Tujuan Anda:
Kembalikan bagian teks tentang jenama fesyen Nona dari "Perancang yang dulunya" sampai "mengisi kekosongan tersebut.", tanpa mengubah satu kata pun.

Jakarta (ANTARA) - Sudah lewat masa di mana pebisnis fesyen bisa bertahan hanya mengandalkan desain menarik dan busana-busana menawan. Mereka dituntut untuk berkembang mengikuti zaman dan keadaan bila tidak ingin ketinggalan di tengah persaingan.

Pandemi COVID-19 membuat pemasukan jenama fesyen Nona berkurang secara signifikan karena dulu mereka mengandalkan penjualan di toko fisik atau bazar-bazar.

"Ketika pandemi itu terjadi memang saya sudah merasakan pentingnya menguatkan online presence," kata pendiri jenama fesyen Nona, Andani Agni Putri, kepada ANTARA.

Perancang yang dulunya engineer perminyakan ini fokus merancang strategi pemasaran secara daring.

Rasanya kurang sreg membeli baju tanpa melihatnya dengan mata kepala sendiri, memegang bahannya, atau mencobanya untuk melihat apakah busana itu cocok di tubuh. Itulah kekosongan yang dirasa konsumen ketika harus berbelanja baju secara daring. Andani mengakui tidak mudah mengisi kekosongan tersebut.

(Data pelokalan ekspresi rujukan)
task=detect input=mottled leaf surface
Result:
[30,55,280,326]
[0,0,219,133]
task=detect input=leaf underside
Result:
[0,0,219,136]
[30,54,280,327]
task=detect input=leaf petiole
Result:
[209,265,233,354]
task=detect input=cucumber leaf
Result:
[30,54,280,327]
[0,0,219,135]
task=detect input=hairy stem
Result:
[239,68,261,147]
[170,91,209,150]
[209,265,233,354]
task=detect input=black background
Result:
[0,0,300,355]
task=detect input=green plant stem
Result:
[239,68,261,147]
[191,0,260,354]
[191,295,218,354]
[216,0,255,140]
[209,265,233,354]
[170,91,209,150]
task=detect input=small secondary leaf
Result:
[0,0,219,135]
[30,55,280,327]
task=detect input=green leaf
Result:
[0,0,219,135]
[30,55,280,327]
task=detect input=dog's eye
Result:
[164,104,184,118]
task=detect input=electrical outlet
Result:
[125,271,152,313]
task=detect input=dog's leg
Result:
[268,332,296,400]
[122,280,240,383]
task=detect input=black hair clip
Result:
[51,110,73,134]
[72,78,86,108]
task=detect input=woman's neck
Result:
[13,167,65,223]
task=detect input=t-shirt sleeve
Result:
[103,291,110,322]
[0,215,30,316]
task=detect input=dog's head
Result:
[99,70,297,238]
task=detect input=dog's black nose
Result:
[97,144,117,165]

Jawaban Soal Ini:
Perancang yang dulunya engineer perminyakan ini fokus merancang strategi pemasaran secara daring.

Rasanya kurang sreg membeli baju tanpa melihatnya dengan mata kepala sendiri, memegang bahannya, atau mencobanya untuk melihat apakah busana itu cocok di tubuh. Itulah kekosongan yang dirasa konsumen ketika harus berbelanja baju secara daring. Andani mengakui tidak mudah mengisi kekosongan tersebut.